* Stated goal:
Reproduce the whole review of Huff and Puff below, word for word.

* Reading passage:
Friday, September 12, 2014

Huff and Puff by Tish Rabe, illustrated by Gill Guile

I never seem to be able to get enough easy readers to satisfy my patrons, especially in the summer. The books just fly off the shelves, leaving behind only the worn and ancient titles that should really be weeded and/or replaced. Most popular are the very beginning, just a few words per page, titles - which, of course, are the most difficult to find. Anyhow, I am on several publisher newsletters and will pretty much try anything new that comes out. This is a new series from the ever-growing I Can Read line.

Huff is an engine, Puff is the caboose. They work together well until one day they each decide the other train has it easier and they want to try switching. Of course, they both discover that they're better suited to their own jobs and the other train really does work hard. If you want to get really picky, you could dissect the socioeconomic implications of the cliched plot, which basically says that everyone has one specific thing they're good at and you can't deviate from that role. It's a pretty common plot in children's books and I think it stems from folktales - there are quite a few about sticking to your own role in life, not surprising since most of them sprang from feudal societies. It would have been more interesting, to me at least, if Huff and Puff had discovered that, with a little hard work, they could both enjoy doing a different job now and then and been able to switch off in the future. I mean, come on, has the train never heard of cross-training?

* Dataset excerpt:
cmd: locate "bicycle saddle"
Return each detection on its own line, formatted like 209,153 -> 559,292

* Output of the task:
Friday, September 12, 2014

Huff and Puff by Tish Rabe, illustrated by Gill Guile

I never seem to be able to get enough easy readers to satisfy my patrons, especially in the summer. The books just fly off the shelves, leaving behind only the worn and ancient titles that should really be weeded and/or replaced. Most popular are the very beginning, just a few words per page, titles - which, of course, are the most difficult to find. Anyhow, I am on several publisher newsletters and will pretty much try anything new that comes out. This is a new series from the ever-growing I Can Read line.

Huff is an engine, Puff is the caboose. They work together well until one day they each decide the other train has it easier and they want to try switching. Of course, they both discover that they're better suited to their own jobs and the other train really does work hard. If you want to get really picky, you could dissect the socioeconomic implications of the cliched plot, which basically says that everyone has one specific thing they're good at and you can't deviate from that role. It's a pretty common plot in children's books and I think it stems from folktales - there are quite a few about sticking to your own role in life, not surprising since most of them sprang from feudal societies. It would have been more interesting, to me at least, if Huff and Puff had discovered that, with a little hard work, they could both enjoy doing a different job now and then and been able to switch off in the future. I mean, come on, has the train never heard of cross-training?